[Data drawn from a collection]

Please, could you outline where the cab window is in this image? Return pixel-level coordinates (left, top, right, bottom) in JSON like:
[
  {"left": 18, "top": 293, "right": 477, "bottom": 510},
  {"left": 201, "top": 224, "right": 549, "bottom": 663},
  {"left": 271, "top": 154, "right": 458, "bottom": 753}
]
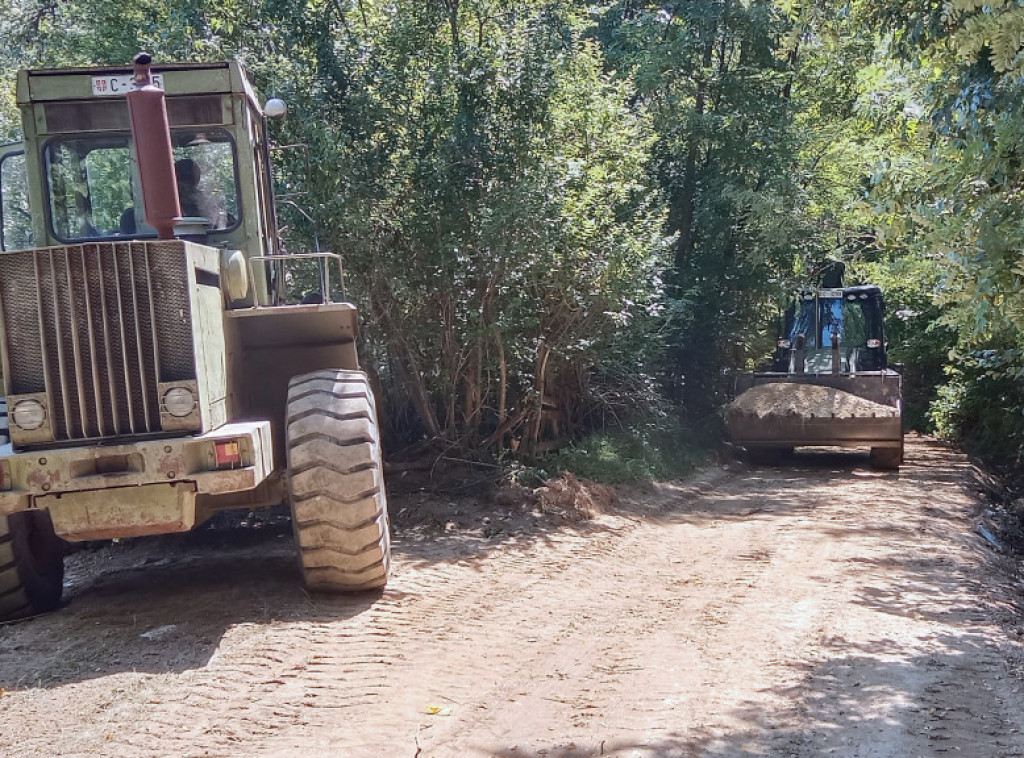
[
  {"left": 0, "top": 151, "right": 34, "bottom": 250},
  {"left": 43, "top": 129, "right": 241, "bottom": 242}
]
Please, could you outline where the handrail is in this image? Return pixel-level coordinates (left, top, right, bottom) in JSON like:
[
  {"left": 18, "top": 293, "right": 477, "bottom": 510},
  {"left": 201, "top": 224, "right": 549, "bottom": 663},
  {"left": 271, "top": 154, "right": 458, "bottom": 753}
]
[{"left": 248, "top": 252, "right": 345, "bottom": 308}]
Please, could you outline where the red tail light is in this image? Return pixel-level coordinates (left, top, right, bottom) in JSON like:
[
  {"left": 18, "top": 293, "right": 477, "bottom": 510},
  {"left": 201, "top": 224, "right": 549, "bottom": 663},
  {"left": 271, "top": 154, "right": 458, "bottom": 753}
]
[{"left": 213, "top": 439, "right": 242, "bottom": 468}]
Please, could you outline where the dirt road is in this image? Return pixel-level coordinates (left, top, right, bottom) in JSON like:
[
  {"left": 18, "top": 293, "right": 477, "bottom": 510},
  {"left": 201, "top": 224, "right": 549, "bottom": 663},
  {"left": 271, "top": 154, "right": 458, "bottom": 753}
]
[{"left": 0, "top": 440, "right": 1024, "bottom": 758}]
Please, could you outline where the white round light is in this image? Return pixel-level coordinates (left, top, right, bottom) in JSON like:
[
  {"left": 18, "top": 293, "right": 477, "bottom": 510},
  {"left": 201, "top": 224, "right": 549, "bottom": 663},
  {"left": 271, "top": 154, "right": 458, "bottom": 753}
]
[
  {"left": 164, "top": 387, "right": 196, "bottom": 418},
  {"left": 10, "top": 401, "right": 46, "bottom": 431},
  {"left": 263, "top": 97, "right": 288, "bottom": 119}
]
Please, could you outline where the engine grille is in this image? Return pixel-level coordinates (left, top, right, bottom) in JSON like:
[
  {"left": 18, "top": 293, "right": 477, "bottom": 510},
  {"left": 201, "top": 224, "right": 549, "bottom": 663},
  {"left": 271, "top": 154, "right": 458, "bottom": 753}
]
[{"left": 0, "top": 241, "right": 196, "bottom": 441}]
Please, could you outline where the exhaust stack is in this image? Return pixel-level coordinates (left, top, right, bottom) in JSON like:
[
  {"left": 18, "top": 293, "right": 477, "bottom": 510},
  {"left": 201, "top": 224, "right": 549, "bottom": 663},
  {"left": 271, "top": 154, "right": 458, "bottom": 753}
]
[{"left": 127, "top": 52, "right": 181, "bottom": 240}]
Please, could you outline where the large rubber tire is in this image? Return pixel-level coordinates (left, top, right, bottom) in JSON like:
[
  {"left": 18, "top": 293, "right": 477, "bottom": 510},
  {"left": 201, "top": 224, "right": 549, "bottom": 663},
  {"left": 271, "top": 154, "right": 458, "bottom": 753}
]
[
  {"left": 871, "top": 445, "right": 903, "bottom": 471},
  {"left": 287, "top": 370, "right": 391, "bottom": 592},
  {"left": 0, "top": 511, "right": 63, "bottom": 621}
]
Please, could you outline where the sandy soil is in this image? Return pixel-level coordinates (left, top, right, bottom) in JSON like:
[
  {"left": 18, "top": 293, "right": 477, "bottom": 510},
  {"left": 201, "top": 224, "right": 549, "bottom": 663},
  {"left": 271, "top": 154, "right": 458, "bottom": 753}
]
[{"left": 0, "top": 432, "right": 1024, "bottom": 758}]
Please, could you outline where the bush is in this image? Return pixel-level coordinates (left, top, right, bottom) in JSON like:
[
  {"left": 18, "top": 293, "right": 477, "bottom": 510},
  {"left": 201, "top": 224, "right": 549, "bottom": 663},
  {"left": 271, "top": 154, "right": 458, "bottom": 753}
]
[
  {"left": 930, "top": 364, "right": 1024, "bottom": 466},
  {"left": 541, "top": 420, "right": 703, "bottom": 485}
]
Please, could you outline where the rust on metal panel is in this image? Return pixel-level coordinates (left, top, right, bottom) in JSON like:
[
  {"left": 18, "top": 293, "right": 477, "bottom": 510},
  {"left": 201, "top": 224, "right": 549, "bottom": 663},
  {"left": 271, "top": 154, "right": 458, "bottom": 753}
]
[{"left": 43, "top": 481, "right": 196, "bottom": 542}]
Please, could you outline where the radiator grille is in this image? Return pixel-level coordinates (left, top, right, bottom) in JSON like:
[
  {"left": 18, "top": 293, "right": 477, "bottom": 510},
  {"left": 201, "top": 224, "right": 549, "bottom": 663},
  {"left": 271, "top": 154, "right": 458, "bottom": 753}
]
[{"left": 0, "top": 242, "right": 196, "bottom": 440}]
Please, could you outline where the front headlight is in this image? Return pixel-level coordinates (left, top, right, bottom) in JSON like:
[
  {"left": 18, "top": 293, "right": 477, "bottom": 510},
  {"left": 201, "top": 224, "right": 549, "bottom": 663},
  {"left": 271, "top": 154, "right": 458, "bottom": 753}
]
[
  {"left": 10, "top": 399, "right": 46, "bottom": 431},
  {"left": 164, "top": 387, "right": 196, "bottom": 418}
]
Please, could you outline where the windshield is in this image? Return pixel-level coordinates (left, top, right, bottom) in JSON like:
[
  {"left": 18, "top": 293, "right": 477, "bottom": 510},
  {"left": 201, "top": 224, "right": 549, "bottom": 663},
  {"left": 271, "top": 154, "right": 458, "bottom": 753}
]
[
  {"left": 790, "top": 297, "right": 872, "bottom": 350},
  {"left": 43, "top": 129, "right": 240, "bottom": 242}
]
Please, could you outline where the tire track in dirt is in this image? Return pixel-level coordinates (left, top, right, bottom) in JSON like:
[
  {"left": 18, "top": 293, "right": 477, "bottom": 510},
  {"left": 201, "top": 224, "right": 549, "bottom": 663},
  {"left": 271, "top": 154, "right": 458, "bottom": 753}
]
[{"left": 0, "top": 434, "right": 1024, "bottom": 758}]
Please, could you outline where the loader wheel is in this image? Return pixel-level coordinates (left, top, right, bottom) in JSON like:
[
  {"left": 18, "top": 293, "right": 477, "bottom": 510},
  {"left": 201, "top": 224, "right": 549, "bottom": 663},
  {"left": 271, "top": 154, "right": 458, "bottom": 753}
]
[
  {"left": 871, "top": 445, "right": 903, "bottom": 471},
  {"left": 0, "top": 510, "right": 63, "bottom": 621},
  {"left": 287, "top": 370, "right": 391, "bottom": 592}
]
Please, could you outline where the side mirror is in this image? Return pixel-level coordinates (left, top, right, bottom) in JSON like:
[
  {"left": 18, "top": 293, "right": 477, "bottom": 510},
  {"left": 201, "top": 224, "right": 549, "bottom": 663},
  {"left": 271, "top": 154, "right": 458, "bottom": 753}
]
[{"left": 263, "top": 97, "right": 288, "bottom": 119}]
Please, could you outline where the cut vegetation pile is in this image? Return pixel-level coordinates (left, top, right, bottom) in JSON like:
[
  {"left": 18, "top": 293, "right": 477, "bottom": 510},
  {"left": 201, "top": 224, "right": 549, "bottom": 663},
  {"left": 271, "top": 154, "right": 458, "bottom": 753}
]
[{"left": 725, "top": 382, "right": 898, "bottom": 421}]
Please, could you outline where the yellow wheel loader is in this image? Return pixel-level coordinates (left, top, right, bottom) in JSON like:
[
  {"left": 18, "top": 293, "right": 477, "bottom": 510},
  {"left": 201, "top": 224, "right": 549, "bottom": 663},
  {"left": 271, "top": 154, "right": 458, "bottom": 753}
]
[
  {"left": 0, "top": 53, "right": 390, "bottom": 620},
  {"left": 725, "top": 281, "right": 903, "bottom": 469}
]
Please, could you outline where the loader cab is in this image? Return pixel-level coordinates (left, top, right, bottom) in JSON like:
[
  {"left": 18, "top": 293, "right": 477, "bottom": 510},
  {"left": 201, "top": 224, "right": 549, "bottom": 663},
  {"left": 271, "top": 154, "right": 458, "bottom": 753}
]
[
  {"left": 0, "top": 61, "right": 281, "bottom": 303},
  {"left": 771, "top": 285, "right": 887, "bottom": 373}
]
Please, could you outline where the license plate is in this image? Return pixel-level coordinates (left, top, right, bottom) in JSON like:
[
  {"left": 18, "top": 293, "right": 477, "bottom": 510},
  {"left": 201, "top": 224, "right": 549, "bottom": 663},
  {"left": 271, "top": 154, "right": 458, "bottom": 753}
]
[{"left": 92, "top": 74, "right": 164, "bottom": 97}]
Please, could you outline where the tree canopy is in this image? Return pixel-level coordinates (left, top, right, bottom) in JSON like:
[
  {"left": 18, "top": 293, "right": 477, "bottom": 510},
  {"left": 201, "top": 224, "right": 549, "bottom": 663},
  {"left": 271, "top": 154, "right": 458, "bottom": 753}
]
[{"left": 0, "top": 0, "right": 1024, "bottom": 467}]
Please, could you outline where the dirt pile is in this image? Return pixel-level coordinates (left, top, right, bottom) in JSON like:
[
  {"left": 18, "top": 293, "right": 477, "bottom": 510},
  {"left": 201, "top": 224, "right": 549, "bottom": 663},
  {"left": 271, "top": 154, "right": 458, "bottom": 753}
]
[
  {"left": 534, "top": 472, "right": 612, "bottom": 523},
  {"left": 725, "top": 382, "right": 898, "bottom": 421}
]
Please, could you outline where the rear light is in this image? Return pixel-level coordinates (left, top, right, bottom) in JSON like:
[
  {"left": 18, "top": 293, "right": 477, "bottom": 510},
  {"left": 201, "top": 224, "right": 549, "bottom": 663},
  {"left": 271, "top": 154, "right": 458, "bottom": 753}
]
[{"left": 213, "top": 439, "right": 242, "bottom": 468}]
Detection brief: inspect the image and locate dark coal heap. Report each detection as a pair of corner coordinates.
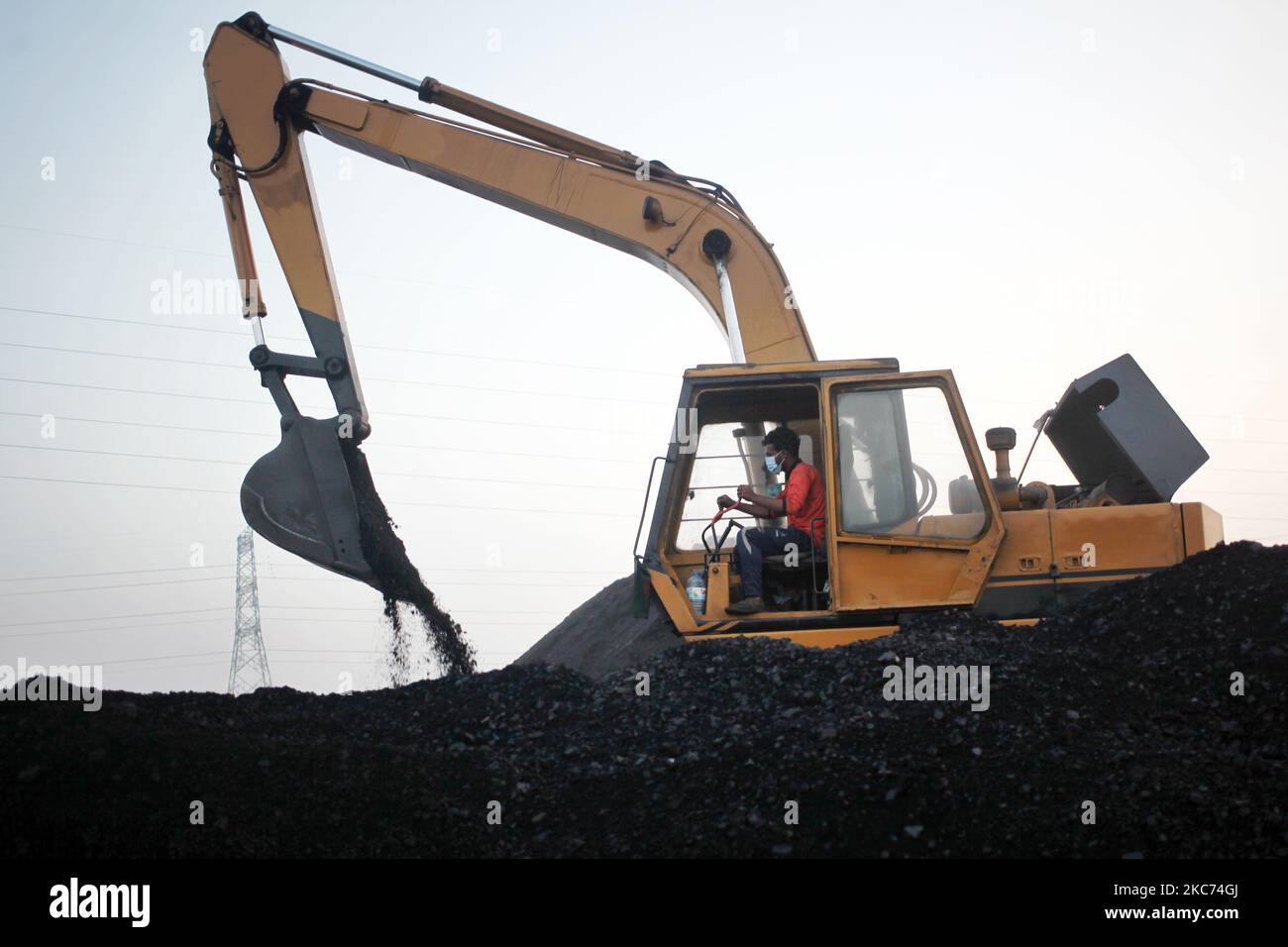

## Task instructions
Work out how many lines of the records above contain the string "tire", treating uppercase and lowercase as different, and give only that number.

## Expected output
2